# Any iliotibial (IT) Band Syndrome sufferers out there?



## PUBCRAWL (Feb 9, 2007)

Hey Everyone,

Any IT Band Syndrome sufferers out there?
Just wondering what others have done to deal with this curse.

I've been trying to reading as much as possible on the subject and have read conflicting information on the effectiveness of IT Band stretching to help prevent it. 
Some say it is too large of a tendon to stretch properly.

Any first hand experiences would help greatly.


----------



## yater (Nov 3, 2006)

I was off of the bike for 2 months last summer with IT issues. I traced it to a low saddle height and narrow q-factor on my road bike. I could ride the mtb without pain but it would come right back on the road bike. I raised the saddle and set the pedals out 10mm to get them closer to the mtb setup. I've been racing and training for the past 3 or 4 months without issue and I'm stronger than I was before the pain. I found that time off the bike was the only cure.


----------



## Flyer (Jan 25, 2004)

I was having terrible pain and went to an Ortho surgeon to get checked out but he recommended stretches. The stretches are tough and take time but they work if you make the effort. They are the hardest ones to do but daily stretches has made me relatively pain-free.

One most people do not know about is simply sitting cross-legged (as in a Yoga position). When in that position take the painful leg and put that foot over the other thigh. Pull the foot up higher till you feel the stretch and leave for a minute. You can also lean forward to stretch the hip. 

There is no denying that these stretches just suck but they do work. Also, there is one that folds your leg below your abs. I do this on the stairs (I put the folded leg up on stair 3 or 4) to get a better stretch- also works and also freaking painful. It gets the leg/hips to stretch more though.

> **Problem 1**
Copy the passage of the IT band thread from "Just wondering what" up to and including "to stretch properly.", word for word.
> **Problem 2**
Answer these questions using the IT band thread:
(a) According to what the first poster has read, why do some say the IT band cannot be stretched properly?
(b) How far did yater set the pedals out on the road bike?
(c) On which stairs does Flyer put the folded leg?

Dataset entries
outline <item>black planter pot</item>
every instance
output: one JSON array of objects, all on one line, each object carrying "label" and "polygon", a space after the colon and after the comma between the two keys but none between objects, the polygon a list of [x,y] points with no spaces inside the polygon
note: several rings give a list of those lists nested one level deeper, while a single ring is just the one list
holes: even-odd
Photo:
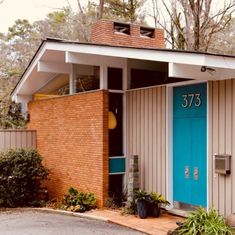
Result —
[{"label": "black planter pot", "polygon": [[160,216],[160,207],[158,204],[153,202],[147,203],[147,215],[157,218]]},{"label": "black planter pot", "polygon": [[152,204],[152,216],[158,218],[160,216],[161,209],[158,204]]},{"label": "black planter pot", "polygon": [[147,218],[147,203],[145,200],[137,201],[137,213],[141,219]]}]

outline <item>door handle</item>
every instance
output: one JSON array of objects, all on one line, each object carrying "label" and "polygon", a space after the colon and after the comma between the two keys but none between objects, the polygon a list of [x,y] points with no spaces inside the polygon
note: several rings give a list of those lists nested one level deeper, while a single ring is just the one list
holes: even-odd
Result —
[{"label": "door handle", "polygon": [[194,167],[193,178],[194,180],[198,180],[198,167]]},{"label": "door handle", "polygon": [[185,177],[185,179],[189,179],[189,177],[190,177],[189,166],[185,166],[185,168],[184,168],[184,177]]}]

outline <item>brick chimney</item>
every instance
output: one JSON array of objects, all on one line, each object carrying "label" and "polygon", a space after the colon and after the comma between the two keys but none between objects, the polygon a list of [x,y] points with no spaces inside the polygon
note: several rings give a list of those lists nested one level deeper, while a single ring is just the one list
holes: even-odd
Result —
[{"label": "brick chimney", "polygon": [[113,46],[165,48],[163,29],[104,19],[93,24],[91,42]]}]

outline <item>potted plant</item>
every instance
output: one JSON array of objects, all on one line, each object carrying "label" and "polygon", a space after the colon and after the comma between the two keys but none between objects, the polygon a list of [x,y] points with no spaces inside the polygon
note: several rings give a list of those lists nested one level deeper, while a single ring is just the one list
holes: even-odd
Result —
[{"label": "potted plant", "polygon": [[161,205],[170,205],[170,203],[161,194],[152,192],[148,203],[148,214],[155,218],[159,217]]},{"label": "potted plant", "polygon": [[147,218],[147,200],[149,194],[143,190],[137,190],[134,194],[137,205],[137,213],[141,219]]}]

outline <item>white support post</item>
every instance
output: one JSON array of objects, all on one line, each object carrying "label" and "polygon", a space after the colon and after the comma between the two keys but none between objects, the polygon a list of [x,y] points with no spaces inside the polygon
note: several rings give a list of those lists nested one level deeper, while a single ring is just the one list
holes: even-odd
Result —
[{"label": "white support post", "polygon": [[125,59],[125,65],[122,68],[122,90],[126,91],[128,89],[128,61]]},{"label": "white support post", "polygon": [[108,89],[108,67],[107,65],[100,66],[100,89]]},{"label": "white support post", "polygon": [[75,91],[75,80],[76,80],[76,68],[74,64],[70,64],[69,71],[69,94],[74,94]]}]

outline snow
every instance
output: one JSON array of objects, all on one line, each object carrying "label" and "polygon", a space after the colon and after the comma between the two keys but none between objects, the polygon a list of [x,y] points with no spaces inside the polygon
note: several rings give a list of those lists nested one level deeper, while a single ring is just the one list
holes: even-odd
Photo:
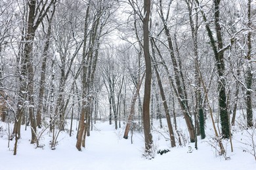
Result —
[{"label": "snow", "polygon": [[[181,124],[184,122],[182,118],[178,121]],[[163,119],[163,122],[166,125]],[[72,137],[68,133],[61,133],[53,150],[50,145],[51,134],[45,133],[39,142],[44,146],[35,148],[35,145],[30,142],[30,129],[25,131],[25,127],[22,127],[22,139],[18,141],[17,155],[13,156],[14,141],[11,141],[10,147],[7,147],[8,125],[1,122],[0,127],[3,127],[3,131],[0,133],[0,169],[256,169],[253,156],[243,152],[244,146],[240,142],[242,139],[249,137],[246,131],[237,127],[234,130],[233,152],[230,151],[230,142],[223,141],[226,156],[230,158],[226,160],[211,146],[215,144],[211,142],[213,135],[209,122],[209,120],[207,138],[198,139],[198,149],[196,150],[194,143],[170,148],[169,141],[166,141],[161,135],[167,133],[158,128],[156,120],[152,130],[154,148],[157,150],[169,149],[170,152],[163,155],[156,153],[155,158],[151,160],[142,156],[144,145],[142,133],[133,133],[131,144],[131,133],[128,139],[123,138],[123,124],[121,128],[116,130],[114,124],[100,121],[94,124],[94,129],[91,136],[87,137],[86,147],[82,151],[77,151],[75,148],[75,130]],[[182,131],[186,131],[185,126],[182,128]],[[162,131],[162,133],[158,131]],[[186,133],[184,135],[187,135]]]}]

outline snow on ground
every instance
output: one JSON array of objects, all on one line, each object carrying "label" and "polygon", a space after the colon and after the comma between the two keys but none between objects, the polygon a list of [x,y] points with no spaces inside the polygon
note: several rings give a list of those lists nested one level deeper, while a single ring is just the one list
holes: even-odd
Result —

> **Exercise response 1**
Just wondering what others have done to deal with this curse.

I've been trying to reading as much as possible on the subject and have read conflicting information on the effectiveness of IT Band stretching to help prevent it. 
Some say it is too large of a tendon to stretch properly.

> **Exercise response 2**
(a) Some say it is too large of a tendon to stretch properly.
(b) 10mm.
(c) Stair 3 or 4.